> _REQUIREMENT 1_
Please set down the passage on residency benefits elections from "Get Your Benefits" up to and including "else feels urgent.".
> _REQUIREMENT 2_
In the passage on residency benefits elections, for how long are the benefits decisions usually locked in?
> _REQUIREMENT 3_
According to the passage on residency benefits elections, why is a health savings account one of the most efficient savings vehicles available? Answer in one to three sentences.

> _SELECTED PASSAGE_
..........

Get Your Benefits Election Right From the Start

When you start residency, you will be asked to make benefits elections within your first few weeks - often during orientation when you are already overwhelmed with clinical responsibilities. These decisions matter and are usually locked in for the full plan year. Take the time to make them thoughtfully even when everything else feels urgent.

Health insurance: if your program offers both a traditional plan and a high-deductible health plan (HDHP), compare the premiums and out-of-pocket maximums carefully. HDHPs paired with a health savings account (HSA) can be advantageous if you are generally healthy and want to build tax-advantaged savings. The HSA triple tax benefit - contributions are pre-tax, growth is tax-free, and withdrawals for qualified medical expenses are tax-free - makes it one of the most efficient savings vehicles available. If your program offers an HSA-eligible plan, contributing to the HSA is usually worth doing even on a resident salary.

..........

> _SUPPLIED DATA_
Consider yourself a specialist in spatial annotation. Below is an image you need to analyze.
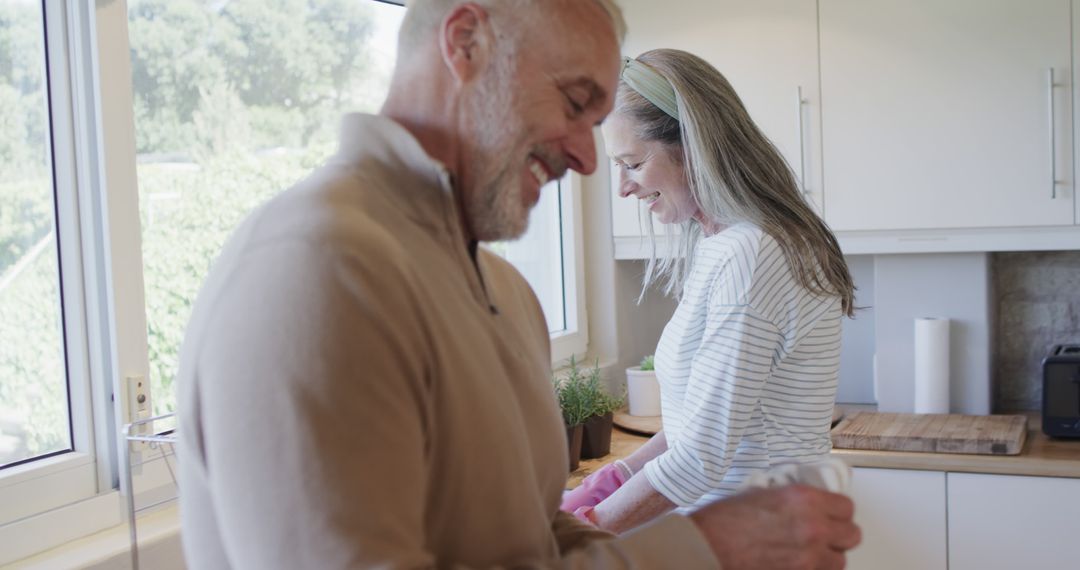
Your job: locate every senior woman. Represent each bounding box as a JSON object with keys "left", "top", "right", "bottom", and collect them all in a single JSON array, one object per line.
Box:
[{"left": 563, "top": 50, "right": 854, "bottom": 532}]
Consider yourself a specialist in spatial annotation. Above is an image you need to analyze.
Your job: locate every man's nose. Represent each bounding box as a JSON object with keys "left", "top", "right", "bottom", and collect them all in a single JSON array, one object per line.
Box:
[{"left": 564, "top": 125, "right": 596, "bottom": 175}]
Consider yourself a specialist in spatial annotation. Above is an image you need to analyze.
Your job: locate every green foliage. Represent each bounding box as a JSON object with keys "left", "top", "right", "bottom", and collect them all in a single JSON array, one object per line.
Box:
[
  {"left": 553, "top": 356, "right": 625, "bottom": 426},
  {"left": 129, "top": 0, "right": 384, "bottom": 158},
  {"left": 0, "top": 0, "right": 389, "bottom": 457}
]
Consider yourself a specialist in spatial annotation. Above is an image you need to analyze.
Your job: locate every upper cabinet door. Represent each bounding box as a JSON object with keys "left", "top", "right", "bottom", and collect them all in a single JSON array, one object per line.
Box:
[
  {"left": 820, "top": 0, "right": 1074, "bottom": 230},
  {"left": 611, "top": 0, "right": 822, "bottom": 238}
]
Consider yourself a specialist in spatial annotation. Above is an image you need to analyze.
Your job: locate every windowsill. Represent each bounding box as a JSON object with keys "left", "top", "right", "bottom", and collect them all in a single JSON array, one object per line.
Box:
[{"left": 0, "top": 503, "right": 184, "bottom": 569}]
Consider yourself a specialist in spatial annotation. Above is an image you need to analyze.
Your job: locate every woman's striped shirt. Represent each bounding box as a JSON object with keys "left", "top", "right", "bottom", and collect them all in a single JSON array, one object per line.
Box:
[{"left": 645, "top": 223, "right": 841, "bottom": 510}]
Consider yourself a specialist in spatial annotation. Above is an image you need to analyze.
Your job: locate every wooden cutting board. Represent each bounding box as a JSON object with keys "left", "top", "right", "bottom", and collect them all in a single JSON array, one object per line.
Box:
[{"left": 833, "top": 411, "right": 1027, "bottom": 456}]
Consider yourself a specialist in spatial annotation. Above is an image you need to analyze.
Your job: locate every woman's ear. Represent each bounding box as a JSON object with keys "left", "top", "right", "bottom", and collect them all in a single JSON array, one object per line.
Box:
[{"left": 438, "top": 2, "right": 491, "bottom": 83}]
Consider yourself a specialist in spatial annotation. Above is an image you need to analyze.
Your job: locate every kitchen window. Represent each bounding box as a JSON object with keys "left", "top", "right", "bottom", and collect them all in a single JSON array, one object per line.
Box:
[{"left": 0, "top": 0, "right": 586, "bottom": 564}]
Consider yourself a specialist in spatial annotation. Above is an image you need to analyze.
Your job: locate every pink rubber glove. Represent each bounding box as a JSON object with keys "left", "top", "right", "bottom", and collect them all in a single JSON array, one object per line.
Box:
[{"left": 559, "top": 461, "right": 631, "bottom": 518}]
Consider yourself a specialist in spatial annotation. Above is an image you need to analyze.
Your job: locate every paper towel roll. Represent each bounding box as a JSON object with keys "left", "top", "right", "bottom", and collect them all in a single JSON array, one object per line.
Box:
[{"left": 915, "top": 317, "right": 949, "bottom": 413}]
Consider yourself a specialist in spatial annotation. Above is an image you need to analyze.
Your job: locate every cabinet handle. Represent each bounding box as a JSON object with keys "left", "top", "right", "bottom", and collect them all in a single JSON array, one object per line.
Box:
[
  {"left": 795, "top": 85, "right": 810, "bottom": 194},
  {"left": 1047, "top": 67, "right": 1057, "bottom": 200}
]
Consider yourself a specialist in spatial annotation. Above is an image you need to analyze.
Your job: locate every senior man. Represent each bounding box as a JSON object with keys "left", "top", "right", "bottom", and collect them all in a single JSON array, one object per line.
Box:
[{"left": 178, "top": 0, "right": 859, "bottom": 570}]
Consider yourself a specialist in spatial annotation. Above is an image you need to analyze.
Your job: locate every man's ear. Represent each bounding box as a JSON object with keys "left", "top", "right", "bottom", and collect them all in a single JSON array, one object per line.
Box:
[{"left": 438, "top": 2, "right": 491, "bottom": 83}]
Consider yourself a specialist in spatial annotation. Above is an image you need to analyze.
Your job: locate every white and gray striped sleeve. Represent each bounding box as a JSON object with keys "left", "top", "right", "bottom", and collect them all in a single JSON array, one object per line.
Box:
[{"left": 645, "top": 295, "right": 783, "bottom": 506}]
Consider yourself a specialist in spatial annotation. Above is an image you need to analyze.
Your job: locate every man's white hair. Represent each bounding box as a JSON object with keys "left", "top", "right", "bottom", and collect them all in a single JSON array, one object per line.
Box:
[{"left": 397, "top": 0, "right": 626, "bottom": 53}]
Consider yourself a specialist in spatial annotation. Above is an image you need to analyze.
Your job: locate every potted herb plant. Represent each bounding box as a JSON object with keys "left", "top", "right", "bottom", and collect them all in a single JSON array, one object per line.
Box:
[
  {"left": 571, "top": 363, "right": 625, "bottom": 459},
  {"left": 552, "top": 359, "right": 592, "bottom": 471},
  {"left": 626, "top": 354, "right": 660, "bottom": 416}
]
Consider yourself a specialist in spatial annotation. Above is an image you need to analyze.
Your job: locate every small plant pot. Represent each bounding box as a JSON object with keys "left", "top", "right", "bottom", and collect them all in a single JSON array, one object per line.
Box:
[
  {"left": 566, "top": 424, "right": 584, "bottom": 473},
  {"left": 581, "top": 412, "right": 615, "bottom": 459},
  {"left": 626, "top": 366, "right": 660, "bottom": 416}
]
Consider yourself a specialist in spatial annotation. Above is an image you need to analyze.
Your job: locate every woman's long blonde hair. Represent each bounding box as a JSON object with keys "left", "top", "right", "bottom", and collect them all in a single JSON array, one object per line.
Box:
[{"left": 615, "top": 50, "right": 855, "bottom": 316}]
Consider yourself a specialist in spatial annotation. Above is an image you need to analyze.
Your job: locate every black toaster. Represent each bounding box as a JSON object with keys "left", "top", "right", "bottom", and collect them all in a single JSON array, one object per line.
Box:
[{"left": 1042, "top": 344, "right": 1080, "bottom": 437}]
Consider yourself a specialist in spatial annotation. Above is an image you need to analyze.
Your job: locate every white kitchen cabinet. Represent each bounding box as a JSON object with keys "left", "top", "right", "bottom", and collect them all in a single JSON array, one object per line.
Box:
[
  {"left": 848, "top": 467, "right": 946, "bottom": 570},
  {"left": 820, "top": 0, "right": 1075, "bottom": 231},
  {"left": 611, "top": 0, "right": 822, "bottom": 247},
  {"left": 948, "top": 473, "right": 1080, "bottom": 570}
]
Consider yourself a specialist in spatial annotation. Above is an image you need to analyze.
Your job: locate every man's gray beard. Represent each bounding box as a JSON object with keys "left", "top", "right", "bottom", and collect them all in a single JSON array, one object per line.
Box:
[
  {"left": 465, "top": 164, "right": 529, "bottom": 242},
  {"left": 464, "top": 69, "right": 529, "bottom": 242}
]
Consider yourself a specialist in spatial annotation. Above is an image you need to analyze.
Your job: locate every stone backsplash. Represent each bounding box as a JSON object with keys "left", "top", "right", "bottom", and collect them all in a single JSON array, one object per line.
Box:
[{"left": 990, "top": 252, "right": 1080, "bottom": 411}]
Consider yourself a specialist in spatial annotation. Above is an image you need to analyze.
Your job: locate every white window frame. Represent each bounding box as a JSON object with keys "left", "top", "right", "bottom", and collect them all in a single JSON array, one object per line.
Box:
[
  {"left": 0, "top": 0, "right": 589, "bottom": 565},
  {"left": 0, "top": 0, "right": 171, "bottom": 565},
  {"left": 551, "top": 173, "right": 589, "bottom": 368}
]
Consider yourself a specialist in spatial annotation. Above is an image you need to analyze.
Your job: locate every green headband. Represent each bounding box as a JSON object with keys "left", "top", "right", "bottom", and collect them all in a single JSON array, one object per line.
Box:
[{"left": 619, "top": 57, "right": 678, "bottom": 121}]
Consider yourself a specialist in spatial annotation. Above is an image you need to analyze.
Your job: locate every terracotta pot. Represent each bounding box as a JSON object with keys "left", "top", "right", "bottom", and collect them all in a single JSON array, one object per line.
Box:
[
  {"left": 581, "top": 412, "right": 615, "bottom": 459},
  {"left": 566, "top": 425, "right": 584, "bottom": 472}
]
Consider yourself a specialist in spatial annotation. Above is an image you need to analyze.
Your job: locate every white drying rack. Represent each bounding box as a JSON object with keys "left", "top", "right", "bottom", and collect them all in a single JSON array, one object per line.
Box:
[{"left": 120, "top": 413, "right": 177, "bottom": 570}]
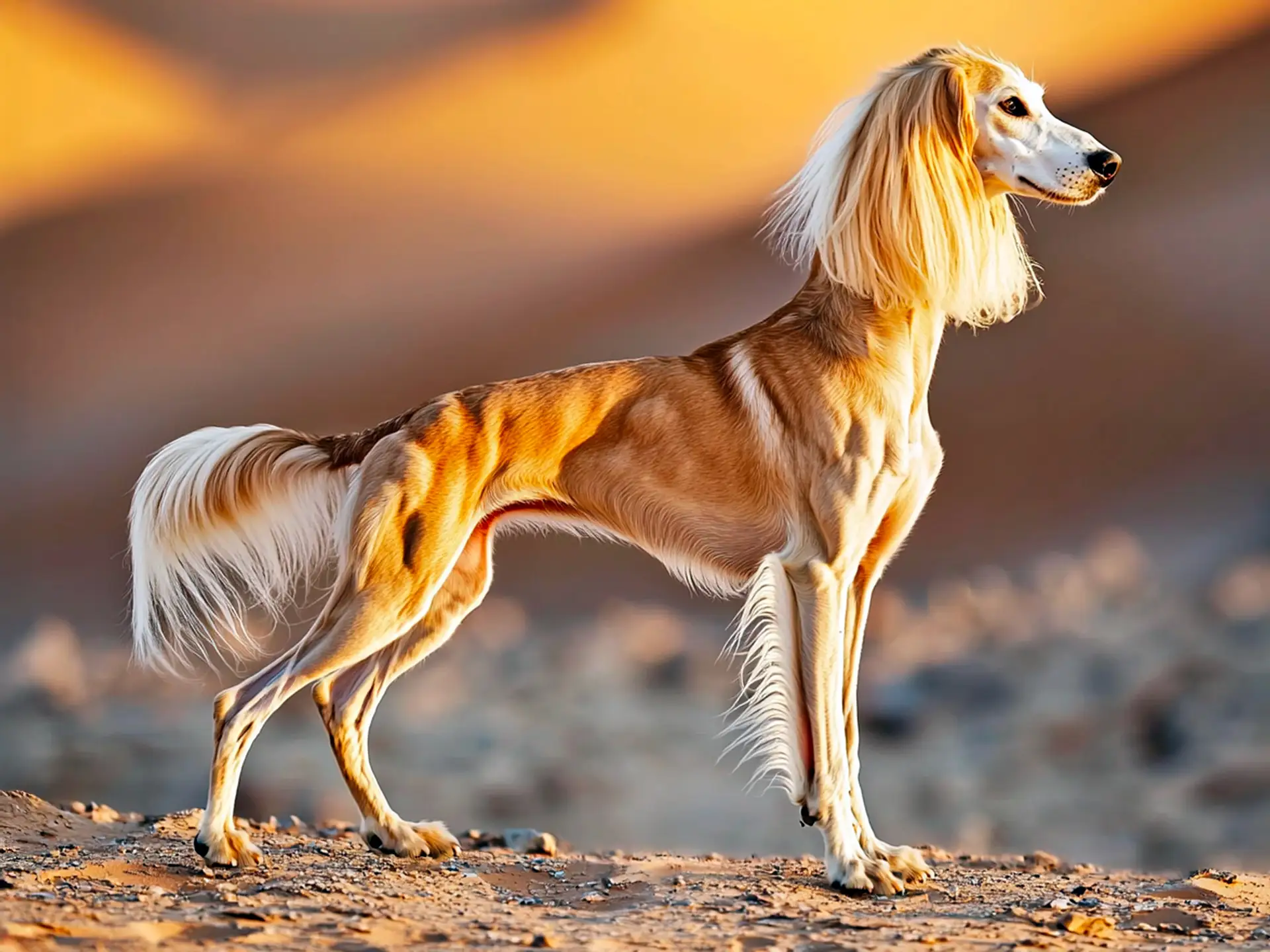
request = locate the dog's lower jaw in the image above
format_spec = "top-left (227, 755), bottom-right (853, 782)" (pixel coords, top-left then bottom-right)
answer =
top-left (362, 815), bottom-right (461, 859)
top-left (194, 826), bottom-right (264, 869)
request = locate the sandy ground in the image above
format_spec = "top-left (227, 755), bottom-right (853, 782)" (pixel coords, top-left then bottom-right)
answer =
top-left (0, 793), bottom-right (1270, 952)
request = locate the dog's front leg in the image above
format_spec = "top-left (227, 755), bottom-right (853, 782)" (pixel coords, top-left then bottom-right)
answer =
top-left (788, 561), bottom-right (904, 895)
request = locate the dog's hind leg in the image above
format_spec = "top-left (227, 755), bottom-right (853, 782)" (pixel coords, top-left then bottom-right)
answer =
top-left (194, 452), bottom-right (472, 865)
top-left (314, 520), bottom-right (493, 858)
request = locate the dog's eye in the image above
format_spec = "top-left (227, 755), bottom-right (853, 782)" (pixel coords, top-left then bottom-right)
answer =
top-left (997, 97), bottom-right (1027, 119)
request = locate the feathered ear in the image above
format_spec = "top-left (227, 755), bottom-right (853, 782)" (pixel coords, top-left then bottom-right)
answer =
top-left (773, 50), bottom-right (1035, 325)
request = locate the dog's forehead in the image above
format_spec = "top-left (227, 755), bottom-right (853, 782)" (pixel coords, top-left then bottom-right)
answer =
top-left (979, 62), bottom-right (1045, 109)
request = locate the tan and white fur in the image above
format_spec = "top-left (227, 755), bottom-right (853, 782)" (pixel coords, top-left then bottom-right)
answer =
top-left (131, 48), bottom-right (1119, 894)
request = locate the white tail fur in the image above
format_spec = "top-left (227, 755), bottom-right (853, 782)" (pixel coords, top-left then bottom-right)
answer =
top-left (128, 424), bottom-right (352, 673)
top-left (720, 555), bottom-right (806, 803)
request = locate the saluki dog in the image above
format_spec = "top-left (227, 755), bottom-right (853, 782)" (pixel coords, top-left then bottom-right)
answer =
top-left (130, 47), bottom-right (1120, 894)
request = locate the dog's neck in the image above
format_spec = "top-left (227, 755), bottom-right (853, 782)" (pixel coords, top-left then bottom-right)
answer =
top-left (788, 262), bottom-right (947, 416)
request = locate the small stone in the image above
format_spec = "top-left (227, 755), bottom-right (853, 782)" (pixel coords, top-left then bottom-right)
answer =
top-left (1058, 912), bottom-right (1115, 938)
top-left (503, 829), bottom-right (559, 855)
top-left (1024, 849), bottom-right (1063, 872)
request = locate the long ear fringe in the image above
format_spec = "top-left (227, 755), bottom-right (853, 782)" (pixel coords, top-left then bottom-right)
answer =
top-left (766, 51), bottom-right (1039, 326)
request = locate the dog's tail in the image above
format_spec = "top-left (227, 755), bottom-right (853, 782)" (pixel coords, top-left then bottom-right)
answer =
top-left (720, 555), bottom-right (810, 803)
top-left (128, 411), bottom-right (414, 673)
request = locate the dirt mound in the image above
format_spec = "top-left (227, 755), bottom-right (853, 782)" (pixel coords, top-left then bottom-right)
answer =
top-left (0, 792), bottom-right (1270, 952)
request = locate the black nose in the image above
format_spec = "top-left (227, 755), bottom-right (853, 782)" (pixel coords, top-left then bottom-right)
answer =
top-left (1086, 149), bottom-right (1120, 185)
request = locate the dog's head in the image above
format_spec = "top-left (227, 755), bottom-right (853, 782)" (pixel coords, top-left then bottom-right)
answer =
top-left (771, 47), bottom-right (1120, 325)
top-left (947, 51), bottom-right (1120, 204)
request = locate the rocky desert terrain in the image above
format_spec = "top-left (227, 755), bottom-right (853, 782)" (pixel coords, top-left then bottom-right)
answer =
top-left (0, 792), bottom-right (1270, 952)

..........

> _EXERCISE SOLUTION 1_
Get Your Benefits Election Right From the Start

When you start residency, you will be asked to make benefits elections within your first few weeks - often during orientation when you are already overwhelmed with clinical responsibilities. These decisions matter and are usually locked in for the full plan year. Take the time to make them thoughtfully even when everything else feels urgent.

> _EXERCISE SOLUTION 2_
For the full plan year.

> _EXERCISE SOLUTION 3_
It has a triple tax benefit. Contributions are pre-tax, growth is tax-free, and withdrawals for qualified medical expenses are tax-free.